> **RECORD EXTRACTS**:
^^^^

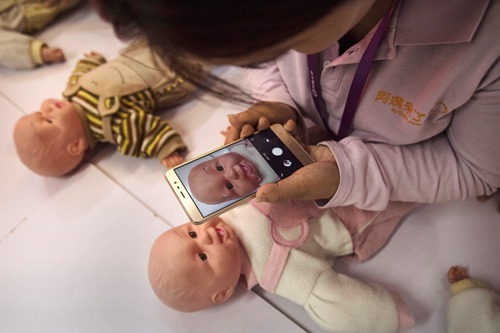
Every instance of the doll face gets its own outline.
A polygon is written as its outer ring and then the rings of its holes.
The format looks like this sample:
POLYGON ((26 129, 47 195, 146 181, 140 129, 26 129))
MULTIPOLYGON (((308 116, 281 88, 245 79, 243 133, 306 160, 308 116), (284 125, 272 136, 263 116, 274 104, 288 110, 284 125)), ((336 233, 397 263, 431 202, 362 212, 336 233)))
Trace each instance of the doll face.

^^^^

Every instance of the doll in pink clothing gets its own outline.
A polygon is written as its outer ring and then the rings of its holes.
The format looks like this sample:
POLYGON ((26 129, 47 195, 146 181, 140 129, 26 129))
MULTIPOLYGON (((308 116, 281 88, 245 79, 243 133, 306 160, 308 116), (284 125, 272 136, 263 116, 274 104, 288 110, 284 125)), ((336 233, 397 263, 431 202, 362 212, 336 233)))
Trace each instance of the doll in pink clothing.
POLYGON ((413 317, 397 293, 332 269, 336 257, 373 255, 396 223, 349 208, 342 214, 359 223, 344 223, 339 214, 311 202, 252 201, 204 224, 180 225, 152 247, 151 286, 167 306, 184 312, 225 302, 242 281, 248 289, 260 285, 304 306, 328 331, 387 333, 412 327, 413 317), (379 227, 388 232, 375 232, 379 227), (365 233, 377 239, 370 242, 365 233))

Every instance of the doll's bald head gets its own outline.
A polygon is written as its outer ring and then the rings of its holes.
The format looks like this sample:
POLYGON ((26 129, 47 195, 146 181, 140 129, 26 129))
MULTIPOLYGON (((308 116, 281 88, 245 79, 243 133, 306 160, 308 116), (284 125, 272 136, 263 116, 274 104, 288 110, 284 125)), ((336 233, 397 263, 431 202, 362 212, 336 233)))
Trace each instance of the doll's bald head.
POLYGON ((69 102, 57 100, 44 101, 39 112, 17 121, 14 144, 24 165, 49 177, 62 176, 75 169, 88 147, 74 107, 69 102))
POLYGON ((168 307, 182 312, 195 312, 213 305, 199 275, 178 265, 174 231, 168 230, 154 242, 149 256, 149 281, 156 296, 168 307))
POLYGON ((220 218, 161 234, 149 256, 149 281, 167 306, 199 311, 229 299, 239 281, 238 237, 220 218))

^^^^

> **DIRECTIONS**:
Your answer should be a number only: the count of lines above in which the string "Every" appears.

> **ANSWER BOX**:
3